■ Your instructions: Print every entry exactly as written and exclude all images.

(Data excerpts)
-------------------------

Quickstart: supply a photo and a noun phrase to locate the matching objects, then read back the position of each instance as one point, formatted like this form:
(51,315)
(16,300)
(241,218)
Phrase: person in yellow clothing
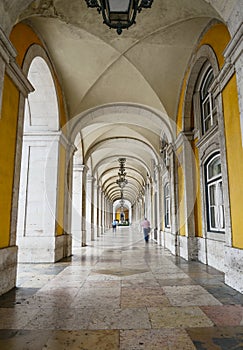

-------------------------

■ Reply:
Quickstart: supply a photo and a noun phrase to locate the matching objects, then read back the position of each instance as one point, formatted like this form:
(51,315)
(16,300)
(241,218)
Phrase: person in yellow clothing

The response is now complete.